:: AVAILABLE RECORDS ::

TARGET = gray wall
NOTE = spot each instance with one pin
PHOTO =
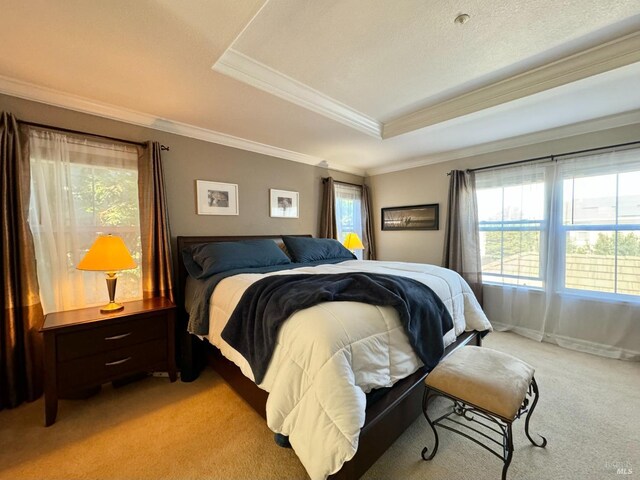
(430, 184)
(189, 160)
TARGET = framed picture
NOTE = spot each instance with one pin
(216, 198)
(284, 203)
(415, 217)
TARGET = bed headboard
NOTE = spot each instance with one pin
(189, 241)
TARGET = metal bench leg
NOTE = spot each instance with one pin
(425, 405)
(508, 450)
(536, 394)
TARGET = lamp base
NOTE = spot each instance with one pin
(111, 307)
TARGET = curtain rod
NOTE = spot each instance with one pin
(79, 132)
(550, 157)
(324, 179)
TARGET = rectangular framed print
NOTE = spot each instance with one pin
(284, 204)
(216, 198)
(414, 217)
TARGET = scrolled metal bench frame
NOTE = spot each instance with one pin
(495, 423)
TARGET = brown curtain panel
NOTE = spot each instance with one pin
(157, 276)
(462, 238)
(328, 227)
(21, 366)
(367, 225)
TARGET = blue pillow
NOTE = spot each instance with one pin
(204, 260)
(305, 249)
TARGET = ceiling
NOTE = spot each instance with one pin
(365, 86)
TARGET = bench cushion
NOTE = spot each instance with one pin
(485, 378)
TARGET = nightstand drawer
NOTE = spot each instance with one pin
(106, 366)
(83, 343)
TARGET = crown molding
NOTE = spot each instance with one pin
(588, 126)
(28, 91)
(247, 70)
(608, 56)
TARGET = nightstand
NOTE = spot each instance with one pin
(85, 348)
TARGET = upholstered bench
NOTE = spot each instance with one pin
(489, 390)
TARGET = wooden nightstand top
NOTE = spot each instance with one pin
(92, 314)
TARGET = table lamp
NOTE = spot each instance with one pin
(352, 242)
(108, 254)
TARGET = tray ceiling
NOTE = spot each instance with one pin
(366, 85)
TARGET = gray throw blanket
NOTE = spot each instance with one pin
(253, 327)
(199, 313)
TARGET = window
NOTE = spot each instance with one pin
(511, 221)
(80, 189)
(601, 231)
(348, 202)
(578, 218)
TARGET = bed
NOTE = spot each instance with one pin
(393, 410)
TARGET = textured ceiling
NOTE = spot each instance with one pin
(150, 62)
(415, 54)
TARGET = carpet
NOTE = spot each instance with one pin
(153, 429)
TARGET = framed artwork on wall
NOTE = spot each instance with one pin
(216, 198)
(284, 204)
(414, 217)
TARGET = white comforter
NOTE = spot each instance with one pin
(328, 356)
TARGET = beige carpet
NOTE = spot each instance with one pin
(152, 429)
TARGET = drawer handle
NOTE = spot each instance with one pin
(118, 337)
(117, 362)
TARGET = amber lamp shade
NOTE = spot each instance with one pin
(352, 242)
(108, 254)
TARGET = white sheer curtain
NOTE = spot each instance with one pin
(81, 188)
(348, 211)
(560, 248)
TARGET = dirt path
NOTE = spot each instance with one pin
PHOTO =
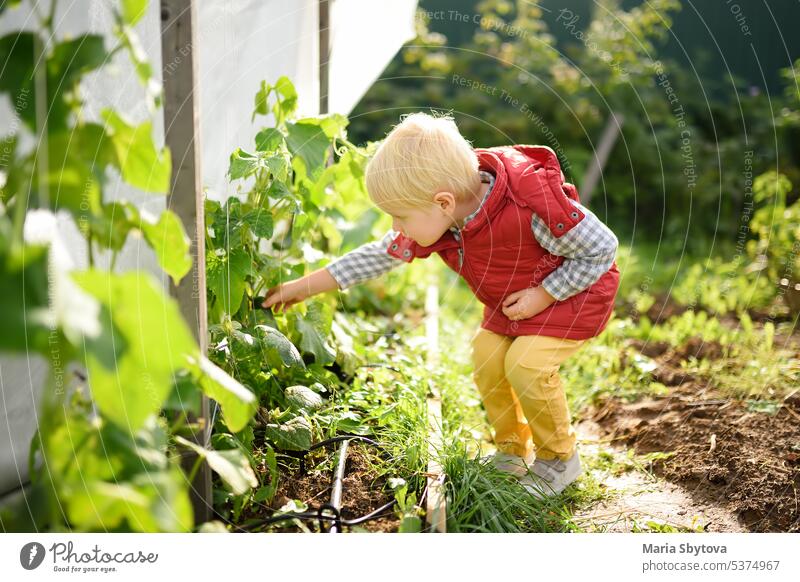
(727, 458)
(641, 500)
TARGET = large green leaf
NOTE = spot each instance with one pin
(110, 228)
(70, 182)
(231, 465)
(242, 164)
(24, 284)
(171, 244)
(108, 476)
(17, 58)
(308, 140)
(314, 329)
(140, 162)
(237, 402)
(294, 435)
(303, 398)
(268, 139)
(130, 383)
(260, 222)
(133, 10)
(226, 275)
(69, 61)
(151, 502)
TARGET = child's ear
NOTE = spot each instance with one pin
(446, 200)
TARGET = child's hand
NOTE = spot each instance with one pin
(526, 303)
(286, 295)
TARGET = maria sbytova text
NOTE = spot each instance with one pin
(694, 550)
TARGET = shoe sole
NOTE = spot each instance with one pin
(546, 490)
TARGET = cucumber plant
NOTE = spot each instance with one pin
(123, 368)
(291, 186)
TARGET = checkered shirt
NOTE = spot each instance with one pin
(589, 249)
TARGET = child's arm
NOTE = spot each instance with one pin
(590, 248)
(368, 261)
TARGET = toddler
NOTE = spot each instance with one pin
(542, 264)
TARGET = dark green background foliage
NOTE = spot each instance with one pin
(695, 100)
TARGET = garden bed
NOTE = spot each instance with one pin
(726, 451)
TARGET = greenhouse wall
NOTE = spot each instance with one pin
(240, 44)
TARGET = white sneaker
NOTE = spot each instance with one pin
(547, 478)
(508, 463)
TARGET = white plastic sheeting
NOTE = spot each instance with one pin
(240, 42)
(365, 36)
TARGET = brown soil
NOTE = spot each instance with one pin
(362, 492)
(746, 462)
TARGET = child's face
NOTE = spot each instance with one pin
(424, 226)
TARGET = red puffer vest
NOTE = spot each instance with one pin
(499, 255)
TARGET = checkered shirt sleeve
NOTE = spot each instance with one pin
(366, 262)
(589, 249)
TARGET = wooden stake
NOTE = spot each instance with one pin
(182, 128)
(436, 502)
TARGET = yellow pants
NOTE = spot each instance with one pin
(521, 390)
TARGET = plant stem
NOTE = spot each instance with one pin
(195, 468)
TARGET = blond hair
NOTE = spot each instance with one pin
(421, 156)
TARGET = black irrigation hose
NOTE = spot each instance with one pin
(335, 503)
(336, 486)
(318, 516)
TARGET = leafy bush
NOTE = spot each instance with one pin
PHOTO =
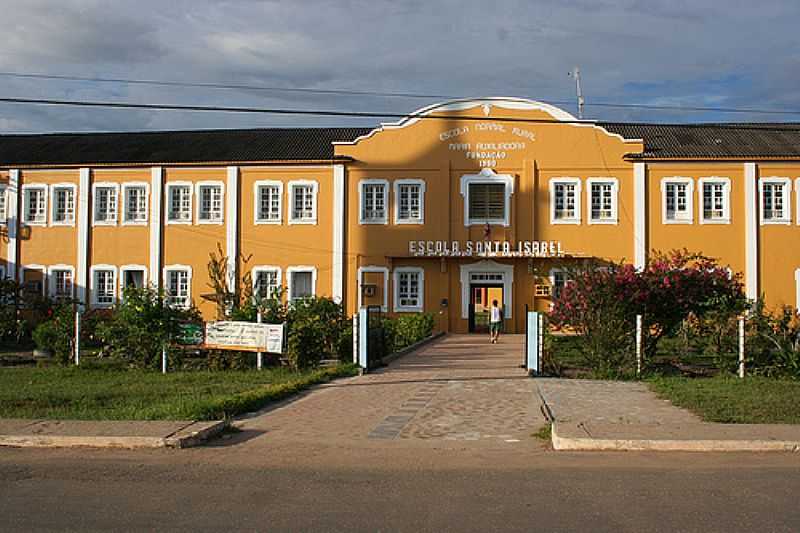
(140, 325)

:::

## EXERCISE DETAILS
Before handing back the copy, remove the pictures; otherwise print the data exactly.

## RESPONSE BOX
TARGET = gray wall
NOTE = spot each instance with one pin
PHOTO =
(430, 184)
(189, 160)
TARGET = framed picture
NOTE = spot each instance with one pin
(216, 198)
(284, 203)
(415, 217)
TARGET = bed headboard
NOTE = spot each instance with one pin
(189, 241)
TARGET = metal bench leg
NOTE = spot each instance with one pin
(425, 405)
(508, 450)
(536, 394)
TARGET = lamp base
NOTE = spot each instance with one pin
(111, 307)
TARGET = curtain rod
NOTE = spot each instance with one pin
(79, 132)
(550, 157)
(324, 179)
TARGET = rectangular framed print
NOTE = spot each instance with one pin
(284, 204)
(216, 198)
(414, 217)
TARGET = scrolled metal bench frame
NOTE = spot each instance with one pin
(495, 423)
TARGET = brown curtain panel
NOTE = spot each instance with one pin
(157, 276)
(462, 238)
(328, 227)
(21, 366)
(367, 225)
TARGET = blue pillow
NOTE = spot each instance with one pin
(204, 260)
(305, 249)
TARGET = ceiling
NOTE = spot each instance with one pin
(365, 86)
TARGET = bench cushion
NOTE = spot each instance with one pin
(485, 378)
TARGET = nightstand drawer
NOTE = spot each instance with one pin
(106, 366)
(83, 343)
TARGET = crown molding
NOTE = spot each instance with one pin
(588, 126)
(28, 91)
(247, 70)
(608, 56)
TARGET = nightstand
NOTE = spot each instance with one pin
(85, 348)
TARGET = upholstered bench
NOTE = spot each instance with one pin
(489, 390)
TARGET = wooden nightstand top
NOTE = spot each instance with one pin
(92, 314)
TARGET = table lamp
NOTE = spot each instance with one pin
(352, 242)
(108, 254)
TARGET = tray ceiling
NOTE = spot each instance with one pin
(366, 85)
TARGET = gray throw blanket
NOTE = spot each instance with one pin
(253, 327)
(199, 313)
TARGET = window
NOTE = spot each instance with one pin
(511, 221)
(80, 189)
(601, 231)
(348, 202)
(578, 218)
TARGET = bed
NOTE = spot each instance with one pin
(393, 410)
TARGET = textured ceiling
NOTE = spot each instance with one pin
(150, 62)
(415, 54)
TARGET = carpet
NOTE = spot each instance with one pin
(153, 429)
TARGET = framed artwork on wall
NOTE = spot each instance with one pin
(216, 198)
(284, 204)
(414, 217)
TARGET = white comforter
NOTE = spot each instance with one pin
(328, 356)
TARGET = beige carpet
NOTE = spot each instance with one pin
(152, 429)
TARGET = drawer handle
NOTE = spot each instance with one pin
(118, 337)
(117, 362)
TARGET = amber lamp shade
NOTE = spot each instance with one pin
(352, 242)
(108, 254)
TARGET = white sheer curtain
NOTE = spot each instance with one pin
(81, 188)
(348, 211)
(560, 248)
TARGET = dirt path
NOTE = spot each instance with one pin
PHOTO =
(727, 458)
(641, 500)
TARGET = large green leaf
NOTE = spot each instance with one pin
(110, 228)
(70, 182)
(231, 465)
(242, 164)
(24, 284)
(171, 244)
(108, 476)
(17, 58)
(308, 140)
(314, 329)
(140, 162)
(237, 402)
(294, 435)
(303, 398)
(268, 139)
(130, 383)
(260, 222)
(133, 10)
(226, 275)
(69, 61)
(151, 502)
TARGET = child's ear
NOTE = spot each instance with one pin
(446, 200)
TARGET = child's hand
NOTE = spot each instance with one pin
(526, 303)
(286, 295)
TARGET = maria sbytova text
NOTE = spot each instance with one pin
(694, 550)
TARGET = shoe sole
NOTE = spot each instance with one pin
(546, 490)
TARGET = cucumber plant
NOTE = spot each instance with one pin
(123, 368)
(291, 186)
TARGET = checkered shirt
NOTE = spot each instance with one pin
(589, 249)
TARGET = child's arm
NOTE = spot each instance with one pin
(590, 248)
(368, 261)
TARGET = toddler
NOTE = spot each instance with one pin
(542, 264)
TARGET = dark green background foliage
NOTE = spot each instance with one pin
(695, 100)
TARGET = garden bed
NOTE = spot each instance with one pin
(726, 451)
TARGET = greenhouse wall
NOTE = spot each instance with one pin
(240, 44)
TARGET = white sneaker
NOTE = spot each instance with one pin
(547, 478)
(508, 463)
TARGET = white plastic sheeting
NOTE = spot each instance with one pin
(240, 42)
(365, 36)
TARGET = brown soil
NOTE = spot each instance with one pin
(362, 492)
(746, 462)
TARGET = child's face
NOTE = spot each instance with one pin
(424, 226)
TARGET = red puffer vest
NOTE = spot each instance with one pin
(499, 255)
TARGET = checkered shirt sleeve
NOTE = spot each instance with one pin
(366, 262)
(589, 249)
TARGET = wooden stake
NOTE = spot each instance with one pin
(182, 128)
(436, 502)
TARGET = yellow pants
NOTE = spot each instance with one pin
(521, 390)
TARGET = plant stem
NOTE = spot each instance with one pin
(195, 468)
TARGET = blond hair
NOTE = spot each instance with one pin
(421, 156)
TARGET = black irrigation hose
NOTE = spot each instance with one pin
(335, 503)
(336, 486)
(318, 516)
TARGET = leafy bush
NOTE = spot each instance with one pin
PHOTO =
(140, 325)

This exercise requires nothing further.